*EXERCISE GOAL*
Set down each entry exactly as it stands, without altering a single character.

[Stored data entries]
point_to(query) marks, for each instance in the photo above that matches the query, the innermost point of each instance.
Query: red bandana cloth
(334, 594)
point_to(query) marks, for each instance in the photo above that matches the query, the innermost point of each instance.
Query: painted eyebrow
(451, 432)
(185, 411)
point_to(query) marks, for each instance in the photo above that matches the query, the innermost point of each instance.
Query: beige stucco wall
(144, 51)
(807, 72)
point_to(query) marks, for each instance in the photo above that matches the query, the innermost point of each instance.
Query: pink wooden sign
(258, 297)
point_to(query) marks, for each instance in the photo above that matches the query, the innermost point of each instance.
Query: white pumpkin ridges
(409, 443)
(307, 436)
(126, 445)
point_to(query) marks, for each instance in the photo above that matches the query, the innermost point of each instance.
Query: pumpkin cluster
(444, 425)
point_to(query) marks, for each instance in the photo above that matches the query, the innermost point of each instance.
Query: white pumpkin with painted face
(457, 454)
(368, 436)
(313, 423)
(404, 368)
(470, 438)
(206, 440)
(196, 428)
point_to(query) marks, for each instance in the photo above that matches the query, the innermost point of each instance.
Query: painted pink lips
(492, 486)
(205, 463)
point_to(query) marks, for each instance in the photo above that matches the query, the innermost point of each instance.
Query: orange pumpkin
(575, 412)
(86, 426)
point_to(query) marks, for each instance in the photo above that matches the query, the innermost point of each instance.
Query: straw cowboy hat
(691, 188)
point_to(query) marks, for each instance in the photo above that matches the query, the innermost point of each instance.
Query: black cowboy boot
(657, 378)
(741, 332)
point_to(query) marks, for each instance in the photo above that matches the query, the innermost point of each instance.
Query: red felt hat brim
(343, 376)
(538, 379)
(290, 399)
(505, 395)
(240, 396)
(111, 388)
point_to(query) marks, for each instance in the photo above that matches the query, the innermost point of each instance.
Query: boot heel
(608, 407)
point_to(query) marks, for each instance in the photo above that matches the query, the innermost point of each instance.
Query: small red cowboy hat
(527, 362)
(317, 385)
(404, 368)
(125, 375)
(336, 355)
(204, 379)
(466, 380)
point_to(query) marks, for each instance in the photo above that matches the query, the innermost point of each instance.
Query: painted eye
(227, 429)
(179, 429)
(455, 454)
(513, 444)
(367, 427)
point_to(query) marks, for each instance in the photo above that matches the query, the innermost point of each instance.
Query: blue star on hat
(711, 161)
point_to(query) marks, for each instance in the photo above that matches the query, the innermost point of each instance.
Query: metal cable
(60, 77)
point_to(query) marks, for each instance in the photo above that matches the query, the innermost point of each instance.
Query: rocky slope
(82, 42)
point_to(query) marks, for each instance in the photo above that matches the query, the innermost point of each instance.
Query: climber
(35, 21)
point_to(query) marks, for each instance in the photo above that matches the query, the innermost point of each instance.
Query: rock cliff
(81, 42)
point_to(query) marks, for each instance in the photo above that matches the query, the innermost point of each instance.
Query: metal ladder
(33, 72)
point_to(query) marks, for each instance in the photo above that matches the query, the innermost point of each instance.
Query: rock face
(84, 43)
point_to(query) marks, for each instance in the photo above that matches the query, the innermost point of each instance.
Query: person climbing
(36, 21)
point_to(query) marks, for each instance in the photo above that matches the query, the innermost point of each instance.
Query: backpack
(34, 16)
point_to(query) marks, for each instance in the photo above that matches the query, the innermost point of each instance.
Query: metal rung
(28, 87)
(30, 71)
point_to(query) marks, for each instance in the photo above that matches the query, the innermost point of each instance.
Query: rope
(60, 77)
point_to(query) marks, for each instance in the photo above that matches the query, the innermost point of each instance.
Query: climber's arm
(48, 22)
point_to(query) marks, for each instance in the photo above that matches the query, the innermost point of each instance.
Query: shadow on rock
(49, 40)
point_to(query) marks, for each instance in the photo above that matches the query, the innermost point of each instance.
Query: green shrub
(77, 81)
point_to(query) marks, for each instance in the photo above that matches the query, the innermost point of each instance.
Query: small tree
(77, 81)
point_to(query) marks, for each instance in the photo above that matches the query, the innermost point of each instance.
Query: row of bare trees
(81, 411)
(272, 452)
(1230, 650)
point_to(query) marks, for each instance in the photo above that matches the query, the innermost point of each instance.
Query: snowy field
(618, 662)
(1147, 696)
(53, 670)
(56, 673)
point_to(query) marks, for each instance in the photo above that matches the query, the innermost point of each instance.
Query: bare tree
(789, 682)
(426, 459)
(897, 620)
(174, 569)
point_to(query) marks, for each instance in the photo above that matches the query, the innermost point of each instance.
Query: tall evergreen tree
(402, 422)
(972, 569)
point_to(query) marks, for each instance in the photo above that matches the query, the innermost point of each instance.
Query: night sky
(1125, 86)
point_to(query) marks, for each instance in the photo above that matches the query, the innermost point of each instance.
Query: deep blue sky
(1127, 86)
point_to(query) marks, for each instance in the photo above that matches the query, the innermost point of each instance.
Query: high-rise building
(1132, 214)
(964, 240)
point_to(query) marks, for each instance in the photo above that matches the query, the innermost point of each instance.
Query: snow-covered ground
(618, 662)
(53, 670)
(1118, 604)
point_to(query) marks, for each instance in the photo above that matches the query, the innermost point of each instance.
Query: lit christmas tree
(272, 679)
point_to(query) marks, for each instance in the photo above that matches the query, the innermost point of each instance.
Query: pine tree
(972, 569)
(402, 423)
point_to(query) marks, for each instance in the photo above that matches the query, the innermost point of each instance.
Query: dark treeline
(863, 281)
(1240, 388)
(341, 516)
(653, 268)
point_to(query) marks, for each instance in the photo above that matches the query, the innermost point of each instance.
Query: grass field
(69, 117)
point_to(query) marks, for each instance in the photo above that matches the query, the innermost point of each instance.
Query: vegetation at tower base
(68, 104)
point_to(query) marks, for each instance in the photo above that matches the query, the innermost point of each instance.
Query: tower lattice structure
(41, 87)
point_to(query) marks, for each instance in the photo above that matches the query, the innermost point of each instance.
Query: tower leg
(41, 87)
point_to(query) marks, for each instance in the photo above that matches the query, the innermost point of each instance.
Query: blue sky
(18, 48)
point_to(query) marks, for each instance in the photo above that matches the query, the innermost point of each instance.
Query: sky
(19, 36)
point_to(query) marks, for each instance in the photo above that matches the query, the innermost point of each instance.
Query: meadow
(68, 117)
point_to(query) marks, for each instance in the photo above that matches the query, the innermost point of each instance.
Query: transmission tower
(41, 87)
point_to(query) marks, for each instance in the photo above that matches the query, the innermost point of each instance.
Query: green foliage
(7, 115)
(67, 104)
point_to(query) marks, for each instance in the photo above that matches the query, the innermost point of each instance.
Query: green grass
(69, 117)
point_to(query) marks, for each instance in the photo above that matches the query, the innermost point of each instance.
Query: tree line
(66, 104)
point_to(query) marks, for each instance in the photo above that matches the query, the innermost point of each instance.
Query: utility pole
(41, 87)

*FINAL ANSWER*
point_to(query) marks, for each instance in the photo above that matches the query, the innermost point of each instance.
Query: red bandana cloth
(334, 594)
point_to(query) marks, for each instance in the photo above that matches the query, the innermost point of each instance.
Query: painted eyebrow
(451, 432)
(185, 411)
point_to(query) marks, for each instance in the photo above that matches the query, the innermost point of each instance.
Query: beige stucco wall
(144, 51)
(807, 72)
point_to(query) marks, for each instance in the photo above that matches the query, the innermost point of each instance.
Query: pink wooden sign
(258, 297)
point_to(query) marks, for each instance in the photo above that matches the query, the innermost point of each instance.
Query: white pumpkin ridges
(409, 443)
(307, 436)
(126, 445)
point_to(query) marks, for each instance in the photo above that matches the query, the innermost point of each instance.
Query: pumpkin cluster
(444, 425)
point_to(query) marks, for each instance in the photo above that matches the query, the innermost point of each instance.
Query: white pumpkin with painted face
(457, 454)
(368, 436)
(313, 423)
(404, 368)
(470, 438)
(206, 440)
(196, 428)
point_to(query) marks, for each instance in the photo above that matches the query, the innermost point of each instance.
Query: painted pink lips
(492, 486)
(205, 463)
point_to(query) marks, for each instance in the photo above that matches the query, the innermost point of each instance.
Query: orange pumpkin
(575, 412)
(86, 426)
point_to(query) marks, for each instance in the photo above that matches the query, the innermost point of each instance.
Query: straw cowboy hat
(691, 188)
point_to(query) marks, for each instance in the photo above that matches the query, the innermost point of each instance.
Query: black cowboy boot
(657, 378)
(741, 332)
point_to(query) marks, for each instance in the photo above that matches the query, the innermost point of each instance.
Query: red felt hat brim
(343, 376)
(538, 379)
(290, 399)
(505, 395)
(240, 396)
(111, 388)
point_to(query) marks, for each instance in the photo above that matches the query, the innermost point of each instance.
Query: boot heel
(608, 407)
point_to(query) marks, for each instance in the photo above that matches the query, the innermost point of each instance.
Query: small red cowboy hat
(527, 362)
(317, 385)
(404, 368)
(125, 375)
(336, 355)
(204, 379)
(466, 380)
point_to(query) marks, for each instance in the photo above that matches the query, the innermost point of each instance.
Query: painted eye
(227, 429)
(179, 429)
(455, 454)
(513, 444)
(367, 427)
point_to(query) marks, for each instance in the photo above that matches the query, the innermost point of each instance.
Query: blue star on hat
(711, 161)
point_to(query) marks, for each instance in the photo above that matches the query, the innermost point of each instance.
Query: metal cable
(60, 77)
point_to(query) marks, for each instance in the photo above that matches the query, the innermost point of each instance.
Query: rocky slope
(82, 42)
point_to(query) marks, for each instance in the photo above that matches the query, the innermost point of each instance.
Query: climber
(35, 21)
point_to(query) marks, for each instance in the photo above that matches the query, the innermost point of each instance.
Query: rock cliff
(81, 42)
point_to(query) marks, for each instance in the photo above that matches the query, the innermost point of each instance.
Query: metal ladder
(33, 72)
point_to(query) marks, for each instance in the photo above that matches the query, the innermost point of each instance.
Query: rock face
(84, 43)
point_to(query) marks, for each instance in the photo above that matches the query, the innermost point of each instance.
Query: person climbing
(36, 21)
point_to(query) marks, for each instance in the photo above that matches the query, the innermost point of each instance.
Query: backpack
(34, 16)
point_to(query) marks, for each instance in the photo above that matches the query, the innermost point of each instance.
Query: metal rung
(28, 87)
(30, 71)
point_to(query) marks, for each instance in the photo above that matches the query, the innermost point of each instance.
Query: rope
(60, 77)
point_to(query) marks, for each instance in the photo above that matches the query, the innermost point of each instance.
Query: climber's arm
(48, 22)
point_to(query) marks, for each instance in the photo above that matches the query, the innermost point of each instance.
Query: shadow on rock
(49, 40)
point_to(query) marks, for each instance in the photo above that matches the query, the innermost point of each instance.
Query: green shrub
(77, 81)
point_to(query) marks, for each instance in the photo above that matches the query, the innermost point of each instance.
Query: small tree
(77, 81)
point_to(query) marks, for each instance in the photo above that matches the query, the innermost point of each instance.
Query: row of bare trees
(81, 411)
(272, 452)
(1230, 650)
point_to(query) marks, for each instance in the photo above that matches the query, the innermost point of each instance.
Query: snowy field
(618, 662)
(1147, 696)
(53, 670)
(56, 673)
point_to(query) marks, for each instance in the photo above that matches the query, the innermost point of each instance.
Query: bare tree
(789, 682)
(426, 459)
(897, 620)
(174, 569)
point_to(query) marks, for each instance in the photo above that matches the query, the innermost point of each instance.
Query: tall evergreen tree
(402, 422)
(972, 569)
point_to(query) marks, for each instance in the photo above that matches the query, the innermost point of each instance.
Query: night sky
(1125, 86)
point_to(query) marks, for each instance in the photo above that matches the query, the innermost point of each instance.
Query: deep blue sky
(1127, 86)
point_to(query) marks, for each instance in the photo above that matches the query, the innermost point of each instance.
Query: high-rise building
(1132, 214)
(964, 240)
point_to(query) marks, for each instance in the photo above that matches the query, the innermost point of each instance.
Query: snow-covered ground
(618, 662)
(53, 670)
(1118, 604)
point_to(query) marks, for each instance in the photo above that matches the query, the innermost point of each instance.
Query: lit christmas tree
(272, 679)
point_to(query) marks, for each instance in the photo above that matches the query, the innermost point of each instance.
Query: pine tree
(972, 569)
(402, 423)
point_to(query) marks, for each instance in the photo above that matches the query, the innermost point of each instance.
Query: dark treeline
(863, 281)
(1240, 388)
(341, 516)
(653, 268)
point_to(query) marks, for each instance in the photo above that matches the query, the innermost point of each instance.
Query: grass field
(69, 117)
point_to(query) marks, for each instance in the photo above that matches the query, the innermost point of each instance.
Query: vegetation at tower base
(68, 104)
point_to(query) marks, for each instance in the photo above that matches the query, the innermost point of each instance.
Query: tower lattice structure
(41, 87)
point_to(query) marks, for each instance in the photo above that matches the query, the innermost point of each instance.
Query: tower leg
(41, 87)
point_to(query) marks, for each instance in the photo above that matches the query, the innermost point of each instance.
Query: blue sky
(18, 48)
point_to(query) marks, for each instance in the photo above that matches the query, the innermost point of each instance.
Query: sky
(19, 36)
point_to(query) marks, for each instance in the photo above that matches the query, the innermost point of each instance.
Query: meadow
(68, 117)
point_to(query) marks, for each instance in the photo above that matches the query, the innermost point of each instance.
Query: transmission tower
(41, 87)
point_to(query) marks, for each instance in the photo above that matches the query, the innermost point of each instance.
Query: green foliage
(7, 115)
(67, 104)
point_to(query) marks, for each instance in the photo above that matches the query, the innermost point of each instance.
Query: green grass
(69, 117)
point_to(query) marks, for each instance in the photo above that matches the query, the innermost point of each instance.
Query: tree line
(66, 104)
point_to(query) marks, for each instance in the photo above that matches the query, the innermost point of each instance.
Query: utility pole
(41, 87)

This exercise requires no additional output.